- **Requirements**
Print every one of the following items line for line, keeping each character as it stands.
+ + + +
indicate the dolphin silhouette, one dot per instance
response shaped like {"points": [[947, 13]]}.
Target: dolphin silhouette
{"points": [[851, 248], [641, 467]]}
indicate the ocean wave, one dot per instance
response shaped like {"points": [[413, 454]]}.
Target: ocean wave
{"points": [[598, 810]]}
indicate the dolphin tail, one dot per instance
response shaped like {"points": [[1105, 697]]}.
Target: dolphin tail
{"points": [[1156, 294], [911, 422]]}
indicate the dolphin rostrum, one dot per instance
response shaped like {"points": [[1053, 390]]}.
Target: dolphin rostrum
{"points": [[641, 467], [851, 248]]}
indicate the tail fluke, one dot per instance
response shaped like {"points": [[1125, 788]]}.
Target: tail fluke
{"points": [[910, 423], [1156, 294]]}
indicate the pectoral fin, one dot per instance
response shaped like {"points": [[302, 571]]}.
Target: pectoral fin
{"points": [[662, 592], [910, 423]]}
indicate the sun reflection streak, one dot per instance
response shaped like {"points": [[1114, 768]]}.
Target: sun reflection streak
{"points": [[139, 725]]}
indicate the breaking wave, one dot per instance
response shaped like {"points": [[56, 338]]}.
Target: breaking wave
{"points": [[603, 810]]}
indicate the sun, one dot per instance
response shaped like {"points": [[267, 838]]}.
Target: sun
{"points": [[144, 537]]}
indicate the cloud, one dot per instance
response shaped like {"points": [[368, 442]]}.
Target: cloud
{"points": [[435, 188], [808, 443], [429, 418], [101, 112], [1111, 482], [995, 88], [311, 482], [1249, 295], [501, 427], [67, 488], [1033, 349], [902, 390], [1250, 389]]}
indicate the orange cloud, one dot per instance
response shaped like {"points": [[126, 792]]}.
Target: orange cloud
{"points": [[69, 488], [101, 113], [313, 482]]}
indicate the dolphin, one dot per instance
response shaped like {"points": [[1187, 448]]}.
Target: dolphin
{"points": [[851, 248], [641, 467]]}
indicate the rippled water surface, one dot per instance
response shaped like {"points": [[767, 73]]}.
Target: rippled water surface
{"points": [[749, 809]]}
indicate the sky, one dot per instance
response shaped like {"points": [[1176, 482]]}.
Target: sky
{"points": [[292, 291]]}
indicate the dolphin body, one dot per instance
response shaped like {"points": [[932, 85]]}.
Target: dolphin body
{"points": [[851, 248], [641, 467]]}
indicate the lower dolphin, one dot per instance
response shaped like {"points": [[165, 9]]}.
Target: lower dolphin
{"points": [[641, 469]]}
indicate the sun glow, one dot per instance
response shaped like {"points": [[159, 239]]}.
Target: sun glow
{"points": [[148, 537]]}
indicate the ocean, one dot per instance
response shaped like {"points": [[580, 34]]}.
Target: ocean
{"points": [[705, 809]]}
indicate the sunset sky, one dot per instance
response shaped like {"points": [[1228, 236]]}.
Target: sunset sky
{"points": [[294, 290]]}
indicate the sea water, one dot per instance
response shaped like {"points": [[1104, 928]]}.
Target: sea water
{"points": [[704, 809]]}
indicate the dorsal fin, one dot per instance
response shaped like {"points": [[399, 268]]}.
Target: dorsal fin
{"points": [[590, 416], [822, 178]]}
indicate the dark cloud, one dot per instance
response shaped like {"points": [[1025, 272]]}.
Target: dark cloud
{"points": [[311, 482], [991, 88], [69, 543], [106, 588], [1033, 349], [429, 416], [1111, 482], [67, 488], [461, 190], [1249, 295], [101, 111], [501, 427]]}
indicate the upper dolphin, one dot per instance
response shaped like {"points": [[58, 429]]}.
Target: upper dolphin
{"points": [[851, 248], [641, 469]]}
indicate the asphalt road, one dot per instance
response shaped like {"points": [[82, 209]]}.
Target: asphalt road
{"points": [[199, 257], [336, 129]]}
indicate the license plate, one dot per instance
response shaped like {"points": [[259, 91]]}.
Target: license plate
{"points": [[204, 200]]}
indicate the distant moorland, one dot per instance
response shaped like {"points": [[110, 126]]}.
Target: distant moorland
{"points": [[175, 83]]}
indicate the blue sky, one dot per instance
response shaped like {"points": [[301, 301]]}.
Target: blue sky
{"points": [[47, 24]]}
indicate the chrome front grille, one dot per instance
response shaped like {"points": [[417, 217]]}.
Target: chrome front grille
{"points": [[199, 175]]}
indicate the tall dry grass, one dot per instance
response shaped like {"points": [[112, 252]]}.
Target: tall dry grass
+ + + +
- **Exercise result**
indicate the dolphin silhouette, one dot per instance
response shaped like {"points": [[947, 13]]}.
Target: dolphin silhouette
{"points": [[851, 248], [641, 467]]}
indicate the ocean wave, one dot per instance
response shaped like {"points": [[413, 454]]}.
Target: ocean wave
{"points": [[598, 810]]}
indicate the dolphin tail, one dot per instance
response shaped like {"points": [[1105, 697]]}.
Target: dolphin tail
{"points": [[1156, 294], [911, 422]]}
indicate the dolphin rostrum, one dot per instance
response shaped like {"points": [[1053, 390]]}.
Target: dolphin rostrum
{"points": [[641, 467], [851, 248]]}
indicate the tail fluke, one dot per instance
response shaped like {"points": [[1125, 788]]}.
Target: tail fluke
{"points": [[910, 423], [1156, 294]]}
indicate the pectoral fin, one dot per instance
response shaped like {"points": [[302, 571]]}.
Target: pectoral fin
{"points": [[662, 592], [910, 423]]}
indicate the sun reflection streak, one dot per instance
response shaped like {"points": [[1114, 768]]}.
Target: sun reflection streak
{"points": [[139, 725]]}
indicate the breaking wave, one dot per instance
response shaped like {"points": [[56, 338]]}.
Target: breaking wave
{"points": [[603, 810]]}
indicate the sun, one dot per instance
response shaped like {"points": [[267, 838]]}.
Target: sun
{"points": [[144, 537]]}
indicate the cloud, one dot per instance
response shaped like {"points": [[368, 442]]}.
Target: cloud
{"points": [[435, 188], [808, 443], [429, 418], [101, 112], [1111, 482], [995, 88], [311, 482], [1249, 295], [501, 427], [67, 488], [1033, 349], [902, 390], [1250, 389]]}
indicate the orange cloud, one dot per instance
response shaped like {"points": [[126, 792]]}.
Target: orange cloud
{"points": [[69, 488], [101, 113], [313, 482]]}
indicate the dolphin, one dot per instance
response shaped like {"points": [[1187, 448]]}.
Target: dolphin
{"points": [[851, 248], [641, 467]]}
indicate the rippled water surface, one dot per instance
response shaped like {"points": [[767, 73]]}.
Target: rippled water surface
{"points": [[749, 809]]}
indicate the sky, one dot per instance
response shaped like {"points": [[1176, 482]]}.
Target: sky
{"points": [[292, 291]]}
indicate the dolphin body, one dot per instance
response shaped like {"points": [[932, 85]]}.
Target: dolphin body
{"points": [[851, 248], [641, 467]]}
indicate the lower dolphin, one dot per instance
response shaped like {"points": [[165, 9]]}.
Target: lower dolphin
{"points": [[641, 469]]}
indicate the sun glow, one dot per instance
response shaped like {"points": [[159, 239]]}.
Target: sun glow
{"points": [[148, 537]]}
indicate the ocean, one dot per instance
response shaped like {"points": [[580, 34]]}.
Target: ocean
{"points": [[705, 809]]}
indicate the sunset sky, one dot per instance
response shaped like {"points": [[1228, 236]]}.
Target: sunset sky
{"points": [[294, 290]]}
indicate the sea water, one dot per instance
response shaped like {"points": [[1104, 928]]}.
Target: sea water
{"points": [[704, 809]]}
indicate the dorsal fin, one dot per instance
response shaped like {"points": [[399, 268]]}.
Target: dorsal fin
{"points": [[590, 416], [822, 178]]}
indicate the dark cloud, one dot per instance
response shaped like {"points": [[1025, 272]]}.
Target: dark cloud
{"points": [[311, 482], [991, 88], [69, 543], [106, 588], [1033, 349], [429, 416], [1111, 482], [67, 488], [461, 190], [1249, 295], [101, 111], [501, 427]]}
indicate the upper dolphin, one dot per instance
response shaped like {"points": [[58, 429]]}.
Target: upper dolphin
{"points": [[851, 248], [641, 469]]}
indicate the asphalt road, one dot per instance
response shaped like {"points": [[82, 209]]}.
Target: asphalt road
{"points": [[199, 257], [336, 129]]}
indicate the license plate, one dot per instance
response shaped like {"points": [[259, 91]]}.
Target: license plate
{"points": [[204, 200]]}
indicate the distant moorland, one dot per instance
response shaped like {"points": [[110, 126]]}.
Target: distant moorland
{"points": [[175, 83]]}
indicate the blue sky, one dot per instance
response shaped like {"points": [[301, 301]]}.
Target: blue sky
{"points": [[47, 24]]}
indicate the chrome front grille, one dot per instance
response shaped like {"points": [[417, 217]]}.
Target: chrome front grille
{"points": [[199, 175]]}
indicate the tall dry grass, one dot per instance
response shaped like {"points": [[112, 252]]}.
Target: tall dry grass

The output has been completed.